# The records
━━━━━━━━
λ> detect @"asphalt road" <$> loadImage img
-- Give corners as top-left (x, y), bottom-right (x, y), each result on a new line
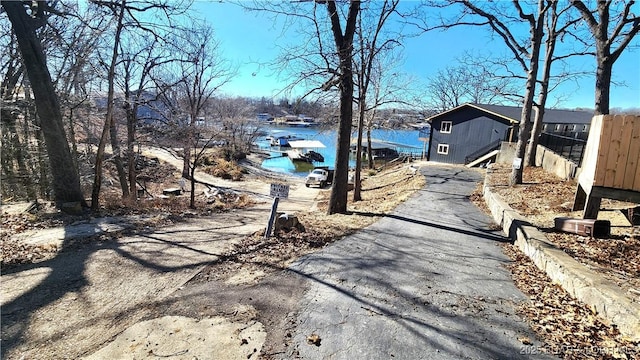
━━━━━━━━
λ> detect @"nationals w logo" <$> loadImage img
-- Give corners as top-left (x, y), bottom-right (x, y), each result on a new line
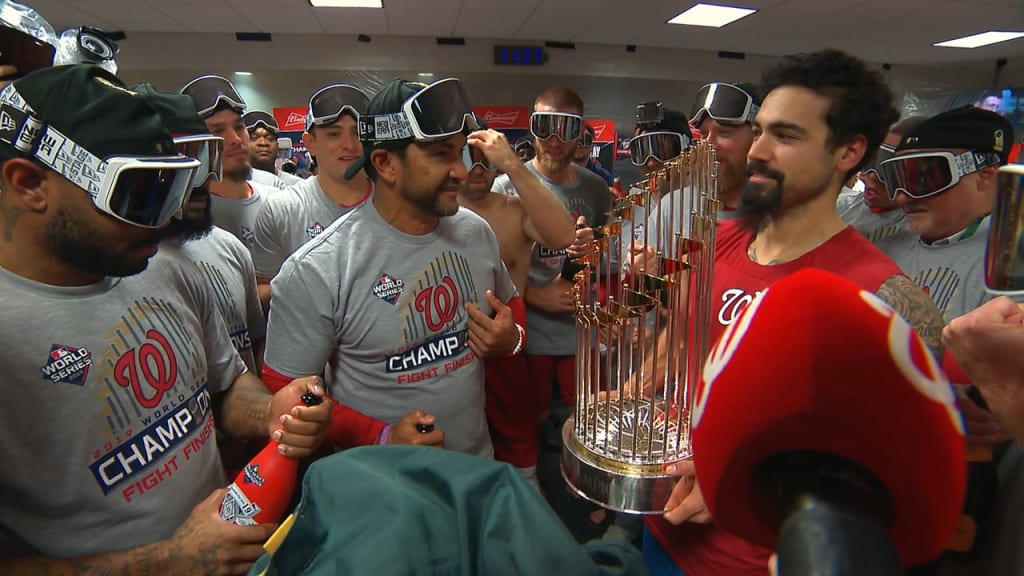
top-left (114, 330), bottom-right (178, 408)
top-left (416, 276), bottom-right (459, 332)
━━━━━━━━
# Instruction
Select each line of the listing above that contains the string "loadImage", matching case exactly.

# Exercise output
λ> detect @"asphalt road" <$> loadImage img
λ> detect @"nationals w logo" <$> loadImage img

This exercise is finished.